● Your task: Pictures should be omitted from your copy. Everything else in the entries below must be restated word for word.

● Data to examine:
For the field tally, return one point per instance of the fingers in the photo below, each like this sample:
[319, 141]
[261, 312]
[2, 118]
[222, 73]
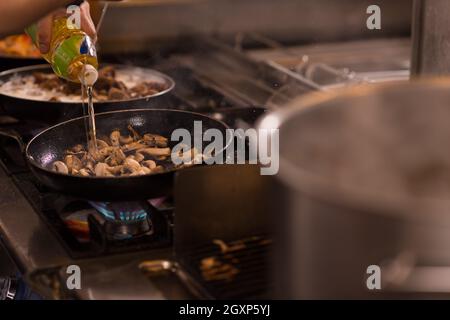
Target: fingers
[87, 25]
[45, 26]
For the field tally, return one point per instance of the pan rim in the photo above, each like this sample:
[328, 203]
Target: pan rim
[34, 163]
[167, 79]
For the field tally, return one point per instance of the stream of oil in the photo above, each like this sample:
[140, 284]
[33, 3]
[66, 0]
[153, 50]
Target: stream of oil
[89, 118]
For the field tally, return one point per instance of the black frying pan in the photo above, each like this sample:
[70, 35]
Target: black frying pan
[52, 111]
[50, 145]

● Answer space:
For the field tally, return one point per instance of the fingers in the photo below, each like this sample:
[319, 141]
[261, 312]
[2, 118]
[222, 73]
Target: fingers
[87, 25]
[45, 26]
For the field tally, return one point per instance of the pan rim in the photo above, each like this sample:
[328, 203]
Target: pan rim
[34, 163]
[167, 79]
For the field tally, return one point per instance of the stream of oil in the photo above, each like this sample:
[140, 284]
[33, 3]
[66, 0]
[153, 50]
Target: stream of oil
[89, 118]
For the field tally, return one point per instance of the black frying pan in the photo above, each like this sample:
[70, 35]
Target: black frying pan
[52, 111]
[50, 145]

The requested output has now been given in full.